▶ **READING TEXT**:
Louise Allison, founder of PATH, a safe place for victims of sexual assault and human trafficking said it isn't fair for the victims to have the burden of paying for their medical expenses.
"They didn't electively choose to be raped, and now they have to choose between, 'Do I pay for these really expensive medications or provide the care that my child needs? Or put food on the table?' That's not ok,” she said.
Allison has spent many a day in an ER with victims, and said the care victims receive is also not the same from one hospital to another.
"I think it would be great to have basic standards of care across the board, regardless of what hospital the girl goes to after the initial assault," Allison said. "The SANE nurse, or sexual assault nurse examiner is not available at all facilities. The care that is provided it not across the board at all facilities. And a girl is not going to go from one hospital to another over and over and over again trying to get the care she needs."
The woman we spoke to said the lack of uniform care and potential costs associated with rape kit testing forces many victims to simply stay silent and not report the crime.
According to the National District Attorney's Association, an estimated 63 percent of sexual assaults are not reported to police. One reason someone may not report their sexual assault is it might compromise their confidentiality.
"If she has insurance, and she's expected to file that insurance through that insurance policy, but the policy holder is the one that committed the rape, she does not want to file through her insurance company,” Allison explained.
She said that if the perpetrator finds out the victim is pursuing charges, the victim could get in a lot of trouble. That's why, Allison said, it's in the public's best interest that these victims get the care they need and the confidence to report to police to get the sexual predators off the streets.
"If she doesn't get the care she needs, or it becomes too complex, or too cumbersome, or too worn out in the process, she's not going to press charges," Allison said.
In the end, the woman did not end up paying anything.
But, while the hospitals say patients should be in contact with them if they feel they have been billed inappropriately, Louise Allison said victims often won’t. They avoid doing anything to relive the trauma again.
Allison is already at work to propose legislation that would ensure rape victims never get a bill. In fact, the rapists would be held financially responsible.
Below are the hospitals' positions as of November 13, 2017:
If the patient has insurance, UAMS will bill the insurance company first, whatever isn't covered is billed to the Crime Victim's fund.
If the patient doesn't have insurance, UAMS will bill the fund first, eating the remaining cost for uninsured victims.
If a victim receives a bill, they are to contact UAMS to ensure there's an application put on file for them.
UAMS policy says payment by the board shall be considered payment in full.
Arkansas Children’s Hospital
Arkansas Children's Hospital also bills insurance when that is available. If patients don't have insurance, they're referred to the AG's office.
CHI St. Vincent
CHII St. Vincent says its policy is not to charge any fee for a rape kit, adding that sexual assault victims are not required to cover the cost of any treatment.
From time to time, they say, a patient's insurance will also be billed, with the Crime Victims Reparations Program listed as a secondary payer.
In August, Baptist Hospital originally said, "All patients who receive services in our Emergency Department trigger charges such as, but not limited to: lab work, radiology, pharmaceutical costs, and physician examinations."
But as of November 13, the hospital said, "Baptist Health does not bill patients for a rape kit, we do not bill patients insurance or for other services associated with a rape diagnosis."

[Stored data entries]
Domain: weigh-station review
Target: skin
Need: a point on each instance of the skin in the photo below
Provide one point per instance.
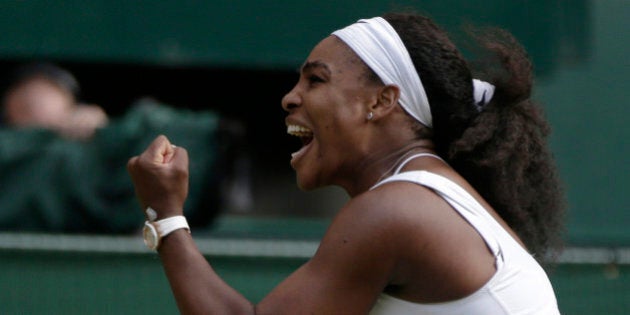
(400, 238)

▶ **WORK TASK A**: Translate this sentence from the article about medical bills for rape victims into Spanish: "UAMS policy says payment by the board shall be considered payment in full."
▶ **WORK TASK B**: In the article about medical bills for rape victims, what share of sexual assaults does the National District Attorney's Association estimate go unreported to police?
▶ **WORK TASK C**: From the article about medical bills for rape victims, copy the stretch from "CHI St. Vincent" through "of any treatment.".

▶ **ANSWER AREA A**: La política de UAMS establece que el pago por parte de la junta se considerará pago total.

▶ **ANSWER AREA B**: An estimated 63 percent.

▶ **ANSWER AREA C**:
CHI St. Vincent
CHII St. Vincent says its policy is not to charge any fee for a rape kit, adding that sexual assault victims are not required to cover the cost of any treatment.